**Exercise details**
Starting with the line that holds "[locate] the callaway logo on cap", repeat each line through the last one below, exactly. Pictures stay out.
———
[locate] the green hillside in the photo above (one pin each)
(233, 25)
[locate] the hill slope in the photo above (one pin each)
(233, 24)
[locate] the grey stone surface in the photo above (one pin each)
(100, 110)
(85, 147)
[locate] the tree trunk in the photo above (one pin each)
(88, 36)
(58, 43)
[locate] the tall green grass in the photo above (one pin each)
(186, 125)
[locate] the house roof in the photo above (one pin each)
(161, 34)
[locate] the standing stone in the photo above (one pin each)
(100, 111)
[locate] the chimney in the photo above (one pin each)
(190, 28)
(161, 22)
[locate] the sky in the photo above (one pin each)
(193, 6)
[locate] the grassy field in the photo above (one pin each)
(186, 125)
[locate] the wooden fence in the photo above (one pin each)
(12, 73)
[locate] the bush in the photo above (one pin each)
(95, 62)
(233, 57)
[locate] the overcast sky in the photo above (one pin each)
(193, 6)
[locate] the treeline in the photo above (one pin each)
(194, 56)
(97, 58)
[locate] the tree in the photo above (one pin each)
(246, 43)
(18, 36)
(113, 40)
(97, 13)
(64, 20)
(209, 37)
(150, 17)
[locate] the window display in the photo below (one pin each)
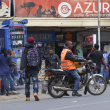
(18, 40)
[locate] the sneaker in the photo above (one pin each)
(92, 82)
(28, 99)
(75, 93)
(36, 97)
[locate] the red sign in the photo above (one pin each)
(68, 36)
(61, 8)
(5, 9)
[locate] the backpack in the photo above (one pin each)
(32, 57)
(109, 59)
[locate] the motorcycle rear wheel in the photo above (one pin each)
(100, 82)
(52, 92)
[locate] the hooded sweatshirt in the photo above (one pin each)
(24, 59)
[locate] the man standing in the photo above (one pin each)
(97, 57)
(12, 66)
(67, 64)
(103, 69)
(52, 60)
(31, 62)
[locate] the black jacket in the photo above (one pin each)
(72, 57)
(11, 64)
(51, 61)
(24, 59)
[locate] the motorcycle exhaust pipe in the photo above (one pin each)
(62, 88)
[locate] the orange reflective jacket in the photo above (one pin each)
(66, 64)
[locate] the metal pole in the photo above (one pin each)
(99, 23)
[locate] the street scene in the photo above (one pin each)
(54, 54)
(46, 102)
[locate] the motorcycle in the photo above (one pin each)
(61, 81)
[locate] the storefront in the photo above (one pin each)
(53, 22)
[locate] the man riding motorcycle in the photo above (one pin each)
(67, 64)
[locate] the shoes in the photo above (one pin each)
(28, 99)
(75, 93)
(36, 97)
(66, 94)
(92, 82)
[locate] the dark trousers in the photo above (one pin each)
(34, 75)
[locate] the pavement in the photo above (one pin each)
(20, 89)
(86, 102)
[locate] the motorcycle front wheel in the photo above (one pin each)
(52, 92)
(97, 88)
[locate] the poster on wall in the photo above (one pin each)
(68, 36)
(61, 8)
(89, 40)
(5, 8)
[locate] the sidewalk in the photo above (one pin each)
(21, 90)
(11, 97)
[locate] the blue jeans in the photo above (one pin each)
(104, 73)
(77, 78)
(5, 83)
(34, 75)
(102, 70)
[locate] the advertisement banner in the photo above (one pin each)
(5, 8)
(42, 36)
(68, 36)
(89, 40)
(0, 4)
(61, 8)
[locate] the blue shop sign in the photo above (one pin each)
(42, 36)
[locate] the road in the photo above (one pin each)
(46, 102)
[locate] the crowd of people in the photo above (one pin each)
(31, 65)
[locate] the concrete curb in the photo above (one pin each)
(11, 97)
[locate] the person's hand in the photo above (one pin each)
(85, 60)
(15, 64)
(92, 50)
(107, 68)
(21, 71)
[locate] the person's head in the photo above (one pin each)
(40, 6)
(69, 44)
(50, 51)
(53, 8)
(96, 46)
(9, 51)
(104, 51)
(31, 40)
(3, 51)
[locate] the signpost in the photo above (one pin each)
(0, 4)
(99, 23)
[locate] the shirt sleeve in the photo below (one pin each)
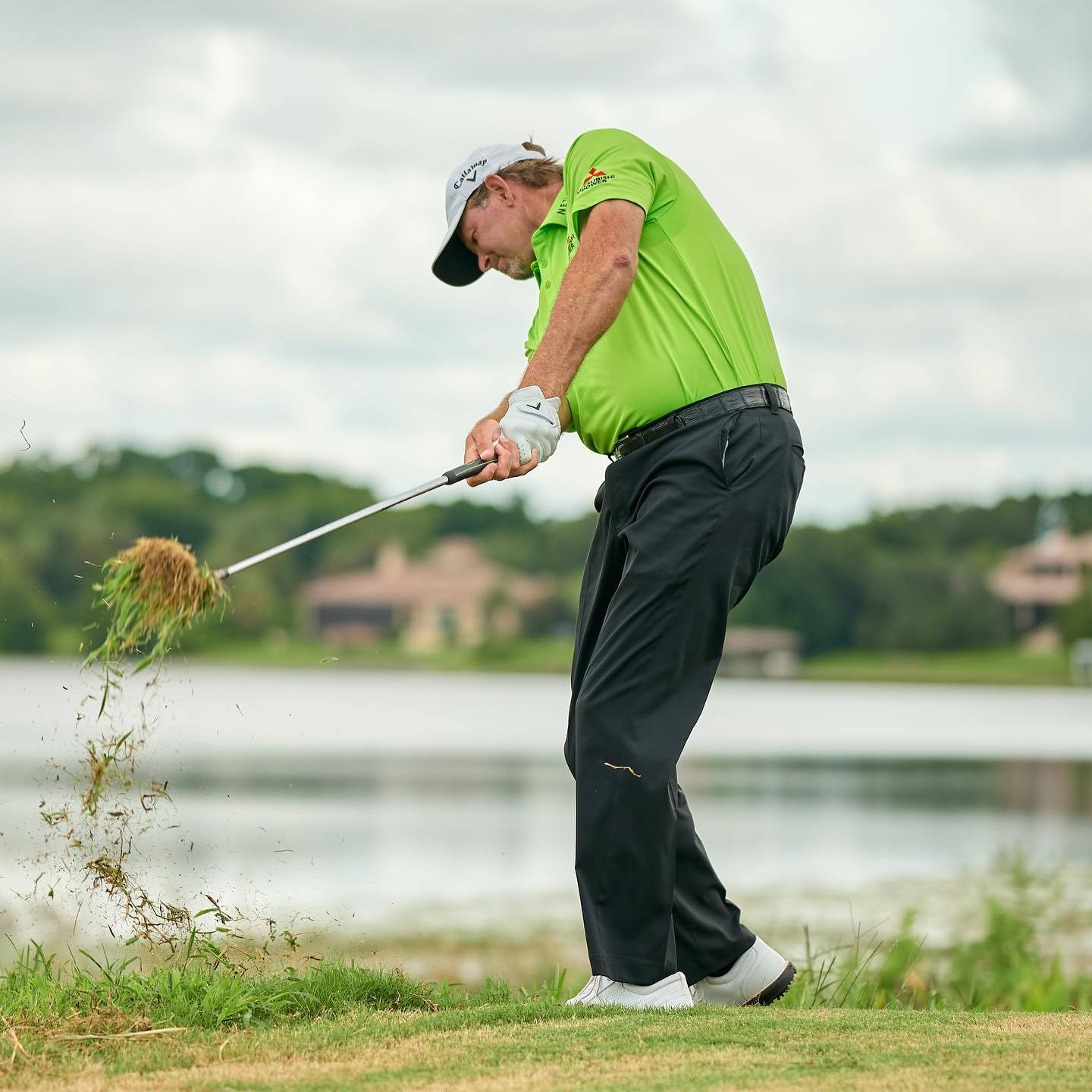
(606, 165)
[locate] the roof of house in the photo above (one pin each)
(1049, 571)
(453, 575)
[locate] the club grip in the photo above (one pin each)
(468, 469)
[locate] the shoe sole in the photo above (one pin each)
(777, 988)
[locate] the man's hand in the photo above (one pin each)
(526, 435)
(486, 441)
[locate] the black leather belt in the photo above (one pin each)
(741, 397)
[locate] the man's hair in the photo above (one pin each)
(534, 174)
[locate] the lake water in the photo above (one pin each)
(362, 797)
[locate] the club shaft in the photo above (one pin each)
(343, 522)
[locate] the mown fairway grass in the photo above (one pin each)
(531, 1045)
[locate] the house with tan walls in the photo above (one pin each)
(1040, 579)
(456, 596)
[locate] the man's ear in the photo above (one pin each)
(498, 188)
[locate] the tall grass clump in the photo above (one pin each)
(153, 592)
(1007, 968)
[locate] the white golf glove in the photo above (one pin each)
(532, 422)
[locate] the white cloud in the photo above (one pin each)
(218, 221)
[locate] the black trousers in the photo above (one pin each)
(685, 526)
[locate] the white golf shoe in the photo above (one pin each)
(670, 993)
(758, 977)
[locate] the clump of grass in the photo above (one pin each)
(153, 591)
(109, 995)
(1006, 968)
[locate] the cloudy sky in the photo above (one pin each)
(216, 223)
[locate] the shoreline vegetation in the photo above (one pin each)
(995, 667)
(995, 1010)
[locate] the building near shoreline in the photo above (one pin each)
(1039, 580)
(454, 598)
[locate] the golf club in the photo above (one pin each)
(448, 478)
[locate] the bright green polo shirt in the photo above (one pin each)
(692, 325)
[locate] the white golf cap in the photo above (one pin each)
(454, 263)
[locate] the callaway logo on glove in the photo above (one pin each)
(532, 422)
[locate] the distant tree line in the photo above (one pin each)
(908, 579)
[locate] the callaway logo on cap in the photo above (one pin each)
(454, 263)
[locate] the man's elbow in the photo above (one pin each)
(623, 262)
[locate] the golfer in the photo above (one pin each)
(652, 344)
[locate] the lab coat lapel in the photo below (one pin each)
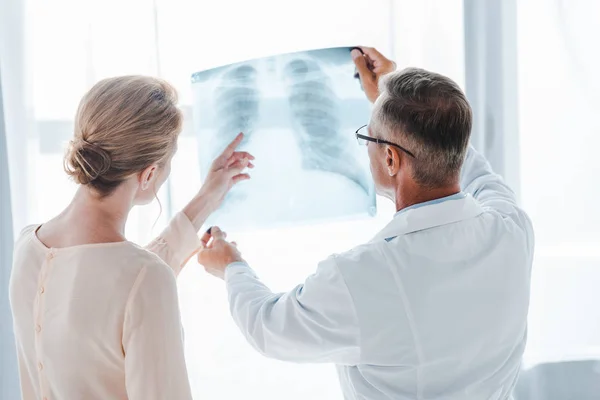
———
**Solution below**
[locate] the callaway logo on cap in the photo above (one pin each)
(454, 263)
[locate] the man's elbow in the photo above (one pin each)
(623, 262)
[locate] the golfer in the photo above (one pin each)
(652, 344)
[locate] the lab coat lapel in the photo below (one pin each)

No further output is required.